§ **PROBLEM TO SOLVE**: All records are to be retyped faithfully and completely.

§ **INPUT MATERIAL**:
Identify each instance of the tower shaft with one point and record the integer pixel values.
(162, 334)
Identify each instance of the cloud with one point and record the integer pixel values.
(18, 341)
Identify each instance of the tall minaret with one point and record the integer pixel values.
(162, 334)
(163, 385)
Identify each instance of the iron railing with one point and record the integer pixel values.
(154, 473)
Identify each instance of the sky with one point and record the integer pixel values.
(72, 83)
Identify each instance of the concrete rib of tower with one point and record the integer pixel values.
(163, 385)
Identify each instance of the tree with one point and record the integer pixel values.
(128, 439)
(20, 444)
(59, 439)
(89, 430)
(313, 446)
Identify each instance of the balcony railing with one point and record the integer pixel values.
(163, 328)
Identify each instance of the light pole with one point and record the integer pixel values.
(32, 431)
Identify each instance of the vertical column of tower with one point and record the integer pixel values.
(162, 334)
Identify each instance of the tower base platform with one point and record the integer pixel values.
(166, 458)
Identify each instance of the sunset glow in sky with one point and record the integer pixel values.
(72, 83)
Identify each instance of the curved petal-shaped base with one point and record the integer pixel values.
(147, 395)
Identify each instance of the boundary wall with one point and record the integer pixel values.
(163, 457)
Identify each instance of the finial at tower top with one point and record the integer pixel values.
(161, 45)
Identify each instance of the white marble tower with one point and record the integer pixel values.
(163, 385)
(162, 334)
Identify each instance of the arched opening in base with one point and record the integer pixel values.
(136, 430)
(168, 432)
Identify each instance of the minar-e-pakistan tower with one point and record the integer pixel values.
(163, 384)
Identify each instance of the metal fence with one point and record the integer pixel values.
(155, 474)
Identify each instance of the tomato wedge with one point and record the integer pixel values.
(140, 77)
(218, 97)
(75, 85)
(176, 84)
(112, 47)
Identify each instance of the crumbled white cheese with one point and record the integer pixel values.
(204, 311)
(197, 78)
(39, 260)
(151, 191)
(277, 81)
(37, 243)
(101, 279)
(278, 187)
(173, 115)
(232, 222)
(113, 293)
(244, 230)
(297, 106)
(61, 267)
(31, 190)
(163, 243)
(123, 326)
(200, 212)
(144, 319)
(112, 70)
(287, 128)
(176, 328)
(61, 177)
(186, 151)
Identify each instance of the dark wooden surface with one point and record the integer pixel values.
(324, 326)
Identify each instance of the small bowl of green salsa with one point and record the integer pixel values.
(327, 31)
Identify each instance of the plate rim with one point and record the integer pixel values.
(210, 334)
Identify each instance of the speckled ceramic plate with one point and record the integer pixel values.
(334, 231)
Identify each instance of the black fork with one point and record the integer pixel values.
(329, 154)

§ **RIGHT ANSWER**:
Identify each instance of the tower shaft with one point and record the integer pixel values.
(162, 334)
Identify each instance of the cloud with one point and record the integer pixel values.
(18, 341)
Identify each instance of the tall minaret with one point and record the integer pixel values.
(162, 334)
(163, 385)
Identify each instance of the iron railing with one point and record the integer pixel values.
(154, 473)
Identify each instance of the sky with one point and record the integer pixel values.
(72, 83)
Identify each instance of the concrete rib of tower with one point and record the integer pixel values.
(163, 385)
Identify each instance of the tree with one point and record the integer pixel values.
(128, 439)
(20, 444)
(59, 439)
(89, 430)
(313, 446)
Identify each instance of the balcony railing with one point and record the integer pixel values.
(163, 328)
Identify each instance of the light pole with one point and record the integer pixel values.
(32, 431)
Identify each instance of the vertical column of tower with one point and record the integer pixel values.
(162, 334)
Identify each instance of the tower base platform with one point and record the integer pixel values.
(166, 458)
Identify each instance of the sunset glow in sky with one point and record the integer pixel values.
(72, 83)
Identify each instance of the curved petal-shaped base with one point and record the integer pixel values.
(147, 395)
Identify each instance of the boundary wall with one point and record the integer pixel values.
(163, 457)
Identify each instance of the finial at tower top with one point and record the integer pixel values.
(161, 45)
Identify each instance of the white marble tower with one point and record the integer pixel values.
(163, 385)
(162, 334)
Identify each instance of the arched opening in base with one point and record the integer pixel values.
(136, 430)
(168, 432)
Identify each instance of the minar-e-pakistan tower with one point and record the integer pixel values.
(163, 384)
Identify each instance of the metal fence with one point and record the integer pixel values.
(155, 474)
Identify each instance of the tomato wedge with one point and record the integer pixel values.
(140, 77)
(218, 97)
(75, 85)
(176, 84)
(112, 47)
Identify each instance of the crumbled white cheese with one point and record the integer pixel values.
(204, 311)
(197, 78)
(39, 260)
(151, 191)
(277, 81)
(37, 243)
(101, 279)
(278, 187)
(173, 115)
(232, 222)
(113, 293)
(244, 230)
(297, 106)
(61, 267)
(31, 190)
(163, 243)
(123, 326)
(200, 212)
(144, 319)
(112, 70)
(287, 128)
(176, 328)
(61, 177)
(186, 151)
Identify each instance of the dark wooden surface with one point and record the integer pixel values.
(324, 326)
Identify each instance of the small bowl of green salsa with one point and record the integer pixel values.
(327, 31)
Identify each instance of the plate rim with one point and record the integer pixel values.
(210, 334)
Identify each instance of the speckled ceramic plate with one point and record the integer pixel values.
(334, 231)
Identify each instance of the black fork with one point and record the integer pixel values.
(329, 154)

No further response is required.